··· DATA SHOWN

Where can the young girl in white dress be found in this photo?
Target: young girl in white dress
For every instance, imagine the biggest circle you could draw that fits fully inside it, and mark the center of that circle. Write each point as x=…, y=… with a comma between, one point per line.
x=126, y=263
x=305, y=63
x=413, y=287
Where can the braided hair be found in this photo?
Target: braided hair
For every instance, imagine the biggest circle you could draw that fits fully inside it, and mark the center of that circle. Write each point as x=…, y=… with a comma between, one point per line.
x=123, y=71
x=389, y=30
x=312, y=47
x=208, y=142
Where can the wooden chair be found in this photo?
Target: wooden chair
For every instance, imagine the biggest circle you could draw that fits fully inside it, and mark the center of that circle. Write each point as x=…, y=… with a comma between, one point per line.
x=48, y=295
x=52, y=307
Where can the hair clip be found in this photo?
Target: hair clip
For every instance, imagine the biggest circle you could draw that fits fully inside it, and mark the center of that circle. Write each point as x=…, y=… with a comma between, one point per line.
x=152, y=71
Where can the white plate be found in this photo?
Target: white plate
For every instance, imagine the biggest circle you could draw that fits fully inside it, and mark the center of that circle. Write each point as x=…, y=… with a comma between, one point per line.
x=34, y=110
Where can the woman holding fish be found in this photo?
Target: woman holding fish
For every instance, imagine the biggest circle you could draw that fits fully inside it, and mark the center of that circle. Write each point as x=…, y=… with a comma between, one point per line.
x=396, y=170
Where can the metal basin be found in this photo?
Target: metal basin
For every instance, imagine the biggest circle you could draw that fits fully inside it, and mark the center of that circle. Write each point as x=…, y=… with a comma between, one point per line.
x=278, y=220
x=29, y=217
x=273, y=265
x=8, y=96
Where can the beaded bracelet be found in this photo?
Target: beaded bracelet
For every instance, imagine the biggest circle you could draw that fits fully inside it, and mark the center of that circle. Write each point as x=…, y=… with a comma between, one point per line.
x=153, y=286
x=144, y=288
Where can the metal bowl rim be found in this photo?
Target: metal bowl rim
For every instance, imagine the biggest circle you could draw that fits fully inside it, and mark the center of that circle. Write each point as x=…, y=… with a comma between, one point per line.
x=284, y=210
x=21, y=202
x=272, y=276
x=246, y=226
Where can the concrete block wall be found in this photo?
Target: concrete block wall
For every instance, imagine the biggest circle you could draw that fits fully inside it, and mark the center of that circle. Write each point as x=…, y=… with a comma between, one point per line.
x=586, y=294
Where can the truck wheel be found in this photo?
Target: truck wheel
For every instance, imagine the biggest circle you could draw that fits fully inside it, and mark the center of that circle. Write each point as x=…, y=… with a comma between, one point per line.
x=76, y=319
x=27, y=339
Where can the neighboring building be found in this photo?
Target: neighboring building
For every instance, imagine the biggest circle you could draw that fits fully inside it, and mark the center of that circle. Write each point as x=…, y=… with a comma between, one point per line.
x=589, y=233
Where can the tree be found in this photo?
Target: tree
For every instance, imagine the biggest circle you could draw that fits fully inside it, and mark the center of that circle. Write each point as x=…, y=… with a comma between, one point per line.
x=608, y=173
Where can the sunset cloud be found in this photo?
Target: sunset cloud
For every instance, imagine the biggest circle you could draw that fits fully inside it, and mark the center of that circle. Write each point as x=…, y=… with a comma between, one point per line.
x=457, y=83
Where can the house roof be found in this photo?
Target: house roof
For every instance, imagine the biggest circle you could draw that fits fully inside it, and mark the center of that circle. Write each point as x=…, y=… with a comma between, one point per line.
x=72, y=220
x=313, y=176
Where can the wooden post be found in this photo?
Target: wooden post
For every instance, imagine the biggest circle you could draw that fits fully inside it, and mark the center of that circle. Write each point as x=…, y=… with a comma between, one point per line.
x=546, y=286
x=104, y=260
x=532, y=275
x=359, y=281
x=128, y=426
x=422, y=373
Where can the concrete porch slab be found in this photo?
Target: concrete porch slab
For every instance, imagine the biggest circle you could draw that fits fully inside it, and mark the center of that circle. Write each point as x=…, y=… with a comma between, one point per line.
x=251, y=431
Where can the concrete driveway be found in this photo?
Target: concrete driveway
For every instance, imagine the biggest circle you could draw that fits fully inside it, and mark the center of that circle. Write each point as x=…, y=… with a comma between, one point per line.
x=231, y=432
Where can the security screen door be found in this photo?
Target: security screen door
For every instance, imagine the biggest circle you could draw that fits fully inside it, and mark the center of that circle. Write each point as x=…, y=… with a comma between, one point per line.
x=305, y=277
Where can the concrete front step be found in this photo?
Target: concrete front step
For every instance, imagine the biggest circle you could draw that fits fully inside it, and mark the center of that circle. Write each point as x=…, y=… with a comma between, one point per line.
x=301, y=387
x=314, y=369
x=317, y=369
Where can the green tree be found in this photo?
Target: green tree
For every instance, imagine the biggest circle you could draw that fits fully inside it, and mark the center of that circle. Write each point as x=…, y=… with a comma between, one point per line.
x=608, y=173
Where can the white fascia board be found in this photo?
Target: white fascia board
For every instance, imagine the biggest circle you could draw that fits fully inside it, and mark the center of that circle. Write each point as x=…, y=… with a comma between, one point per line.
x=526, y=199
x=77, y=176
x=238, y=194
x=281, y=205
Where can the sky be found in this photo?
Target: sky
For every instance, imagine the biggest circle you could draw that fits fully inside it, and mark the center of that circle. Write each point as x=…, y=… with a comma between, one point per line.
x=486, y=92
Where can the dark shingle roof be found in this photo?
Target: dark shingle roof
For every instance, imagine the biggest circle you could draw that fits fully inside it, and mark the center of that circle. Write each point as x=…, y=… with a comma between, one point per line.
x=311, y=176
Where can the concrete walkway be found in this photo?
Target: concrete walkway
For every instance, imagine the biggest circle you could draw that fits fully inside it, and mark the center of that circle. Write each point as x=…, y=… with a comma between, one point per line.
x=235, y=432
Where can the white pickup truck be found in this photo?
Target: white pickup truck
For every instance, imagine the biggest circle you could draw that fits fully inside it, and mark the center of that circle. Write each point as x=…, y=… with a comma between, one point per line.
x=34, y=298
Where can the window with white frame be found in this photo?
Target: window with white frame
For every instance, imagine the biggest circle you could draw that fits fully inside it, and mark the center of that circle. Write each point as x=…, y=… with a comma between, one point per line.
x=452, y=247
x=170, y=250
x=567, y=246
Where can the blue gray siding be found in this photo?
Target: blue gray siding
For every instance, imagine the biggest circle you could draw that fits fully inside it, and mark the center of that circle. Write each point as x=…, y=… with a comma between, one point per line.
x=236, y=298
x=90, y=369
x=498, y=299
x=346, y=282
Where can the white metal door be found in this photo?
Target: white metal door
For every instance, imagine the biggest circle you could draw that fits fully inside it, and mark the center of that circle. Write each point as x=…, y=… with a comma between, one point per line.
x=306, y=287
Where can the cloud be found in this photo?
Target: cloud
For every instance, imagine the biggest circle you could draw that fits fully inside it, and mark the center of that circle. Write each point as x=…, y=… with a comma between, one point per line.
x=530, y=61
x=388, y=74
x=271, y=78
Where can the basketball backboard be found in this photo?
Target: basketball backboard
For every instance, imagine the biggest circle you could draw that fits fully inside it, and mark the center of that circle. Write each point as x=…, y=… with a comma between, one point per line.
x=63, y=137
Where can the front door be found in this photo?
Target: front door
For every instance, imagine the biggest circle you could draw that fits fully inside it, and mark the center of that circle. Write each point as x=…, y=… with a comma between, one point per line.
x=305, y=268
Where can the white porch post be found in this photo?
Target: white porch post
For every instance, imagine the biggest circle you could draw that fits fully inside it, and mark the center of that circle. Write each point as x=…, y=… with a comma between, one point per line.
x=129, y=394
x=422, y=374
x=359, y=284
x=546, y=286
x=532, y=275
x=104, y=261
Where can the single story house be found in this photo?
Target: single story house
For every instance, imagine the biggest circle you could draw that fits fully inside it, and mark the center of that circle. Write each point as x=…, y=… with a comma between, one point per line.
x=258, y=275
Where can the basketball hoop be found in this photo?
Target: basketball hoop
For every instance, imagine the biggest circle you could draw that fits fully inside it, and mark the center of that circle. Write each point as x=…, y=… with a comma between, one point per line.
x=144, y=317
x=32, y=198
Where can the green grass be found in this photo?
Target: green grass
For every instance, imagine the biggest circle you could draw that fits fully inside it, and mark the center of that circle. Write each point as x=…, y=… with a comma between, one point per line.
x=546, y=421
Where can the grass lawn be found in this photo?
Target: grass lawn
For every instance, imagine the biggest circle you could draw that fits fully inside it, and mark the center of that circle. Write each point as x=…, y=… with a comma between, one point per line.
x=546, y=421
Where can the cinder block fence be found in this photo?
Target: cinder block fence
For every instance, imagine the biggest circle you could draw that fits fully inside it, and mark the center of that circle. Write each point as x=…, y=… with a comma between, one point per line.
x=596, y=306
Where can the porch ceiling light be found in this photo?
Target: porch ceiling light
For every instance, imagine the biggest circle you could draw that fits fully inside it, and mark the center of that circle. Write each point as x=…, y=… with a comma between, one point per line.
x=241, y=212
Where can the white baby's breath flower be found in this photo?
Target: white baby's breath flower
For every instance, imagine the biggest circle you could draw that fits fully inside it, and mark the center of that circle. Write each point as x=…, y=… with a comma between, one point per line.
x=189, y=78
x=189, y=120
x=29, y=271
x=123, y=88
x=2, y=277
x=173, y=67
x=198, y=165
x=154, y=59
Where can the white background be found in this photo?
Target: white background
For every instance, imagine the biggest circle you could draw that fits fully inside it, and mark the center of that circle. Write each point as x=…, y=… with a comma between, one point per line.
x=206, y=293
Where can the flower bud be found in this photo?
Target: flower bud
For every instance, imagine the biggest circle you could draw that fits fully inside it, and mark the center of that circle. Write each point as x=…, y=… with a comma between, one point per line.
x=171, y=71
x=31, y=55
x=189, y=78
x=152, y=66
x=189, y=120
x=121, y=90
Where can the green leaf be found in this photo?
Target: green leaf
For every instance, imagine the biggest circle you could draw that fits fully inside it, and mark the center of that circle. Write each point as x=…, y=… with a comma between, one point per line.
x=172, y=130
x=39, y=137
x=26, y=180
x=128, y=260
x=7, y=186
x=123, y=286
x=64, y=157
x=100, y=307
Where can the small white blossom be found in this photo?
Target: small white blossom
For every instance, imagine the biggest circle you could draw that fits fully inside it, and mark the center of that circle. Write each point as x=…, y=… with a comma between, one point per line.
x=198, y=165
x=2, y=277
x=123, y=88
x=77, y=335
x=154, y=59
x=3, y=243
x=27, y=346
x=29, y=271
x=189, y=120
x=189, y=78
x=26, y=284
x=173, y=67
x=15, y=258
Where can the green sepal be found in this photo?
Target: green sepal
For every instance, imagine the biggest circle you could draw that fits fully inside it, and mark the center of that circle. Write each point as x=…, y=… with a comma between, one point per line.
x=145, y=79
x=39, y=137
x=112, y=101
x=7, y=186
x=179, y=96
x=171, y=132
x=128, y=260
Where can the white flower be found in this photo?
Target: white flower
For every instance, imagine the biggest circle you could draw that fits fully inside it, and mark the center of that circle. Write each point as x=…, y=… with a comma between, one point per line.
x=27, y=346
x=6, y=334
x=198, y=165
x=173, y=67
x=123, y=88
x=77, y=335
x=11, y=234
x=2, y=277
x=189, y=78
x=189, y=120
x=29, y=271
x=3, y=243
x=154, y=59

······

* TASK TO CARRY OUT:
Please copy, exactly as written, every line in the listing above from the line with "Where can the white metal" up to and including the line with "Target: basketball backboard".

* REPLY:
Where can the white metal door be found in this photo?
Target: white metal door
For every instance, imagine the biggest circle you could draw that fits fully inside it, and mark the center of that circle. Write each point as x=…, y=… with a comma between, one point per line.
x=306, y=287
Where can the cloud be found in this photo?
Target: cloud
For every instance, imagine the biggest circle you could draw that fits fully inside it, and mark the center of that circle. Write each point as x=…, y=… with a comma between, one point per line.
x=530, y=61
x=388, y=74
x=271, y=78
Where can the basketball backboard be found in this photo?
Target: basketball backboard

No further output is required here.